Exactly the lines from the line containing "task | one point per instance, each pair like [95, 115]" through the final line of the entries below must be returned, and only those, without pictures.

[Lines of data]

>> begin

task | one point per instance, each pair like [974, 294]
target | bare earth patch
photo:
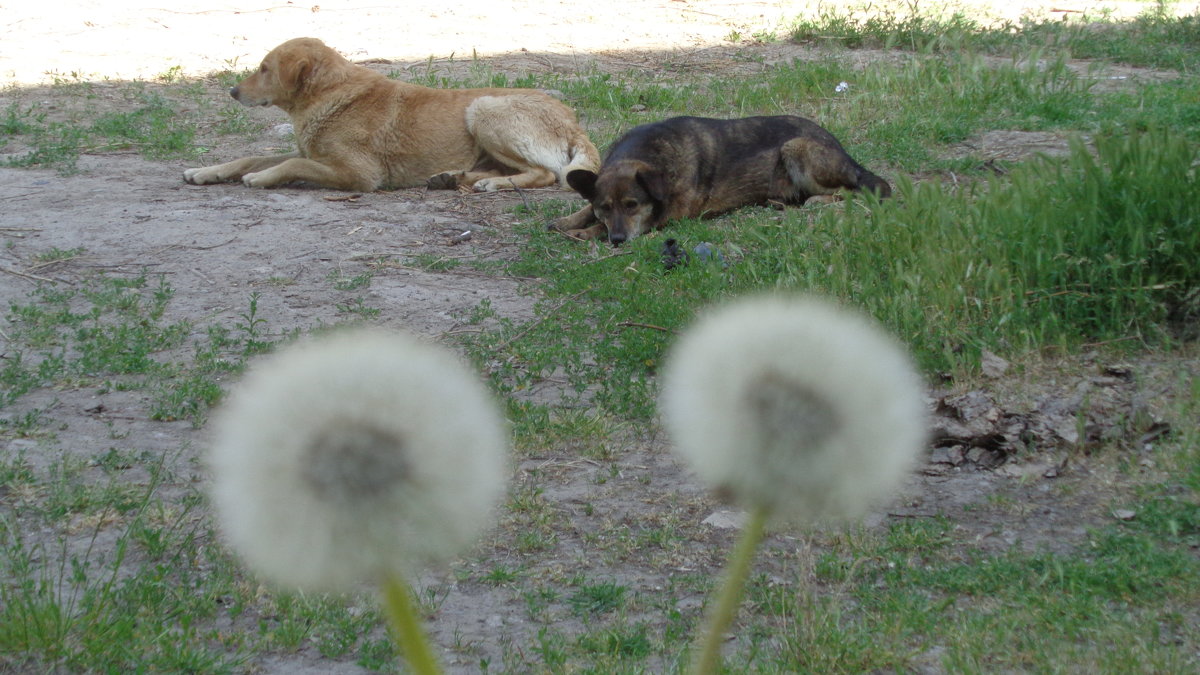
[216, 245]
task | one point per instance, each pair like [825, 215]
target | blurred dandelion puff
[795, 408]
[354, 459]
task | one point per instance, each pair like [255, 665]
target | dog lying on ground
[687, 167]
[358, 130]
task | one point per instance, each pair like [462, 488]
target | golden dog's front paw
[444, 180]
[204, 175]
[257, 179]
[493, 184]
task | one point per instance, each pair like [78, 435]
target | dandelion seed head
[339, 461]
[795, 405]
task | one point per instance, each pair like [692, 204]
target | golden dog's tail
[582, 155]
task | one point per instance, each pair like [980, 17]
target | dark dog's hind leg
[816, 167]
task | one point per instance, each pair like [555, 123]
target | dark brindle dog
[687, 167]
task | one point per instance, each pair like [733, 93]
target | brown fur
[358, 130]
[689, 167]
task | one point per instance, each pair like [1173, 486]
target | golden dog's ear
[583, 181]
[293, 73]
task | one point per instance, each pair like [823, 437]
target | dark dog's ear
[583, 181]
[654, 183]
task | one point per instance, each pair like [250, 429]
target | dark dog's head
[289, 73]
[627, 197]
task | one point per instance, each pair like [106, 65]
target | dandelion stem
[407, 627]
[707, 656]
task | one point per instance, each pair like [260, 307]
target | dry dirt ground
[219, 244]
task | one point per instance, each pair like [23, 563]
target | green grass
[112, 333]
[1156, 39]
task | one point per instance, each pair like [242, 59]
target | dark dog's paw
[672, 255]
[444, 180]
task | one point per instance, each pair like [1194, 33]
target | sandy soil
[219, 244]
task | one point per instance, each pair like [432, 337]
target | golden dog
[358, 130]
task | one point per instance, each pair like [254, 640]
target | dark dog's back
[727, 159]
[685, 167]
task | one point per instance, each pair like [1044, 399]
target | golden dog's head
[628, 197]
[291, 73]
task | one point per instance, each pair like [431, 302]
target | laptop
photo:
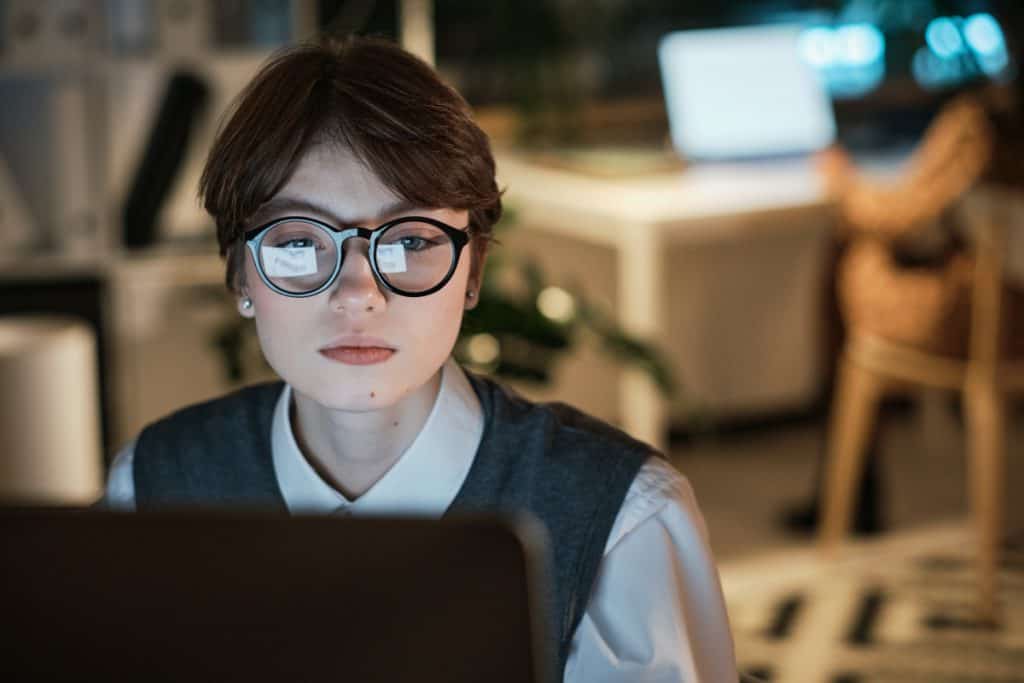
[101, 596]
[742, 93]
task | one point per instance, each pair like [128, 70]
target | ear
[475, 280]
[246, 307]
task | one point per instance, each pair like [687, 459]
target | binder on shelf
[45, 139]
[40, 34]
[181, 108]
[17, 229]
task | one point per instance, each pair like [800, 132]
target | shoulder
[658, 494]
[556, 425]
[252, 401]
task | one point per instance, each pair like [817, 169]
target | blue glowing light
[984, 35]
[850, 58]
[860, 44]
[817, 47]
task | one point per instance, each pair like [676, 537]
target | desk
[641, 217]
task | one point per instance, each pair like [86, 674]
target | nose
[356, 290]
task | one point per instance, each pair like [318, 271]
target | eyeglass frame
[254, 239]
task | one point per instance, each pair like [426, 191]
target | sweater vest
[566, 469]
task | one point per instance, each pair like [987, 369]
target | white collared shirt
[656, 612]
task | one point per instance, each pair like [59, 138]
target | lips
[357, 350]
[357, 355]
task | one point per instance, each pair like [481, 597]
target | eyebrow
[286, 205]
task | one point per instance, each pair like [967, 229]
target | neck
[353, 451]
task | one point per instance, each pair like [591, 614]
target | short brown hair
[386, 105]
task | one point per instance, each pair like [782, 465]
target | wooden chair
[870, 365]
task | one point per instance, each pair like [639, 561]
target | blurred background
[782, 241]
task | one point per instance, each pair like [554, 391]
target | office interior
[675, 259]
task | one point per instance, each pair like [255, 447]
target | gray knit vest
[566, 469]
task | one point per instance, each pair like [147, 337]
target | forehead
[333, 179]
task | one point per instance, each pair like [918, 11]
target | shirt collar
[423, 482]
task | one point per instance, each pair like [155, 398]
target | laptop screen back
[105, 597]
[742, 93]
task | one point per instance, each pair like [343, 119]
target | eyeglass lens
[412, 256]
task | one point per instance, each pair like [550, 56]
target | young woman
[354, 198]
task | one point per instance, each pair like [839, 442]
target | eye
[298, 243]
[416, 244]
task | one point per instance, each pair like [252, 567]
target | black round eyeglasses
[412, 256]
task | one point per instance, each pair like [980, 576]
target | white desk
[641, 217]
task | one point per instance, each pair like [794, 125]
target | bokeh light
[556, 303]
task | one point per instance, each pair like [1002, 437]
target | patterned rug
[892, 610]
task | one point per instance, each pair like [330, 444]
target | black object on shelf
[183, 104]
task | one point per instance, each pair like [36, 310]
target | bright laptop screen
[742, 93]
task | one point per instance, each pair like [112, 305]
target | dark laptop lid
[89, 595]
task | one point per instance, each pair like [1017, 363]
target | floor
[745, 481]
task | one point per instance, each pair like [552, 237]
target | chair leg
[986, 447]
[853, 414]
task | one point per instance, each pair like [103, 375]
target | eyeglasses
[412, 256]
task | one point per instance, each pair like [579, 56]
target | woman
[354, 199]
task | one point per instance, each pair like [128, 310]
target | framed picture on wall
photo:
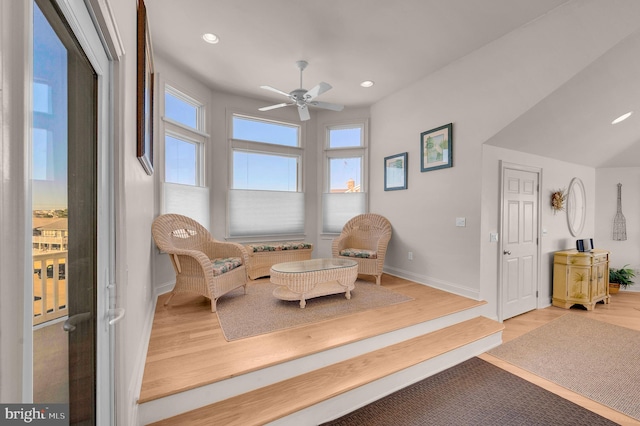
[436, 148]
[395, 172]
[144, 111]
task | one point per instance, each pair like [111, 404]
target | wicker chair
[203, 265]
[364, 239]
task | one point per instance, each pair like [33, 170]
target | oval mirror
[576, 206]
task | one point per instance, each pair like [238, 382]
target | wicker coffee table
[306, 279]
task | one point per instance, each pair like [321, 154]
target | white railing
[49, 286]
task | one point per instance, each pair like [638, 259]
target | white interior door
[519, 249]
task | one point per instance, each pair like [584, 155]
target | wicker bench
[262, 256]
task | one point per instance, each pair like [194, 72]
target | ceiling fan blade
[317, 91]
[326, 105]
[273, 89]
[273, 107]
[304, 112]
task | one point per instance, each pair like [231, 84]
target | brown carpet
[472, 393]
[258, 312]
[595, 359]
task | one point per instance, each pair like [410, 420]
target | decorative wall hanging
[395, 172]
[144, 111]
[576, 206]
[557, 200]
[619, 222]
[436, 148]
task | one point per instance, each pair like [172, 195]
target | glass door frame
[84, 29]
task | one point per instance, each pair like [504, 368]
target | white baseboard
[135, 385]
[454, 288]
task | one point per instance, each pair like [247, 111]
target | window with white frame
[266, 198]
[184, 189]
[184, 138]
[345, 174]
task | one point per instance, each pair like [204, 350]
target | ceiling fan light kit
[303, 98]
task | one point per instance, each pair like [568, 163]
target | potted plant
[620, 277]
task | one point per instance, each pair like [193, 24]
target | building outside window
[344, 195]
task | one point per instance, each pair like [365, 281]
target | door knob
[73, 320]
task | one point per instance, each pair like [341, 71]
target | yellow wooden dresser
[580, 278]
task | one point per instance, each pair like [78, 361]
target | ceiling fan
[303, 98]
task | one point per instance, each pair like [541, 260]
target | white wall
[622, 252]
[480, 94]
[219, 107]
[135, 206]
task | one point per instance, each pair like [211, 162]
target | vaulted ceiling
[396, 44]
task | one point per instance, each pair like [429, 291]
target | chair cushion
[361, 253]
[220, 266]
[289, 245]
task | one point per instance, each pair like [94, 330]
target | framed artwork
[144, 149]
[436, 148]
[395, 172]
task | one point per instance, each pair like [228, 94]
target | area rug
[474, 392]
[258, 312]
[595, 359]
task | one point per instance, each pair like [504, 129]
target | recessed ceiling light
[210, 38]
[622, 117]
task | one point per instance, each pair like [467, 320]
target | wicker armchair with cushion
[364, 239]
[203, 265]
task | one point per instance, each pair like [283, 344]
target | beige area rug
[595, 359]
[258, 312]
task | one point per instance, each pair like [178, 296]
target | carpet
[595, 359]
[476, 393]
[258, 312]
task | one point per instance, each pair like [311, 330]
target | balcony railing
[49, 286]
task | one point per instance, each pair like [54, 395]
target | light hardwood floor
[624, 310]
[186, 334]
[187, 348]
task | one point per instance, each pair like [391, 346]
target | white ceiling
[395, 43]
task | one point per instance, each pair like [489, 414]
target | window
[345, 171]
[184, 139]
[266, 197]
[183, 190]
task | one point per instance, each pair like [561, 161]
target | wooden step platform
[190, 365]
[281, 399]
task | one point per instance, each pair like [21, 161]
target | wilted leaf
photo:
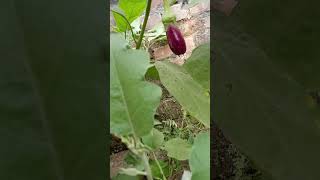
[189, 93]
[200, 157]
[261, 109]
[53, 90]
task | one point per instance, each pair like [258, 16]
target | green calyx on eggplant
[176, 40]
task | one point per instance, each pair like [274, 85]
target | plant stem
[158, 164]
[147, 166]
[144, 23]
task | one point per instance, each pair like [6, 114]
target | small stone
[179, 12]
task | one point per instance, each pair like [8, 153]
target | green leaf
[189, 93]
[132, 8]
[134, 101]
[200, 157]
[134, 160]
[178, 148]
[198, 65]
[126, 177]
[192, 3]
[154, 139]
[53, 90]
[156, 170]
[261, 109]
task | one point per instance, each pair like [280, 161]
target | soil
[228, 163]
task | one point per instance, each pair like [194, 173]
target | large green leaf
[198, 65]
[261, 109]
[178, 148]
[133, 100]
[189, 93]
[53, 89]
[200, 157]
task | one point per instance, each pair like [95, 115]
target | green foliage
[53, 90]
[262, 109]
[200, 157]
[198, 65]
[131, 9]
[128, 115]
[189, 93]
[178, 148]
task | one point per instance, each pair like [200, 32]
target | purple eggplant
[176, 40]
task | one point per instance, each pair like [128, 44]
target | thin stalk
[127, 23]
[144, 23]
[158, 164]
[145, 161]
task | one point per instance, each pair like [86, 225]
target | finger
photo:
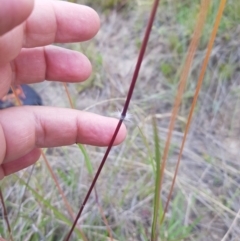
[26, 128]
[21, 163]
[5, 79]
[13, 13]
[59, 21]
[50, 21]
[50, 63]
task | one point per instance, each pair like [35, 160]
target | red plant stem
[124, 112]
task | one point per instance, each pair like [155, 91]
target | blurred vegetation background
[206, 201]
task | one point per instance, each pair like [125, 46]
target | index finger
[50, 22]
[61, 22]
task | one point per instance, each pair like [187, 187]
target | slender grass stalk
[154, 233]
[90, 171]
[182, 83]
[124, 112]
[5, 214]
[199, 84]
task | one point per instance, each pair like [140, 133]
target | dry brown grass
[207, 187]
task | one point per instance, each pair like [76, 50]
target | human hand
[26, 30]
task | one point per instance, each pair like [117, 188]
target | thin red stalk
[200, 80]
[182, 84]
[96, 194]
[6, 215]
[124, 112]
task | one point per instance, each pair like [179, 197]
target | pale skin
[27, 29]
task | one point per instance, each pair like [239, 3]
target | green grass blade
[86, 158]
[47, 204]
[154, 232]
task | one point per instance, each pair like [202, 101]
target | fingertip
[21, 163]
[95, 20]
[13, 13]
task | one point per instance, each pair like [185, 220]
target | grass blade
[154, 233]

>> end

→ **Exercise response**
task | one point per instance, each pair like [95, 115]
target | green foliage
[53, 90]
[262, 109]
[200, 157]
[198, 65]
[131, 9]
[128, 115]
[189, 93]
[178, 148]
task | one point per instance, each pair like [200, 32]
target | purple eggplant
[176, 40]
task | one point per instance, each pair like [128, 44]
target | thin stalk
[127, 23]
[144, 23]
[158, 164]
[145, 161]
task | one point per instance, each pair like [86, 225]
target | finger
photo:
[26, 128]
[21, 163]
[5, 79]
[13, 13]
[59, 21]
[50, 21]
[50, 63]
task | one point per instance, each pair like [35, 160]
target | red plant stem
[124, 112]
task | one point per instance, each pair like [155, 91]
target | blurred vegetation background
[206, 201]
task | one point per instance, each pair like [125, 46]
target | index finger
[50, 22]
[61, 22]
task | one point per instance, each pair like [187, 187]
target | slender grass stalk
[154, 233]
[90, 171]
[182, 83]
[124, 112]
[5, 214]
[199, 84]
task | one point per instance, each pair like [140, 133]
target | dry brown grass
[207, 187]
task | one point per instance, each pair like [76, 50]
target | human hand
[26, 30]
task | one point per instance, each pair like [117, 188]
target | thin red stalk
[200, 80]
[182, 84]
[96, 194]
[6, 215]
[124, 112]
task | one point per instance, each pair like [179, 197]
target | pale skin
[27, 29]
task | one point per instance, each pair like [239, 3]
target | green grass blade
[86, 158]
[47, 204]
[154, 232]
task | one point per instance, each pair like [202, 101]
target | fingertip
[21, 163]
[95, 20]
[13, 13]
task | one point per instance, each pair like [185, 220]
target | grass blade
[154, 233]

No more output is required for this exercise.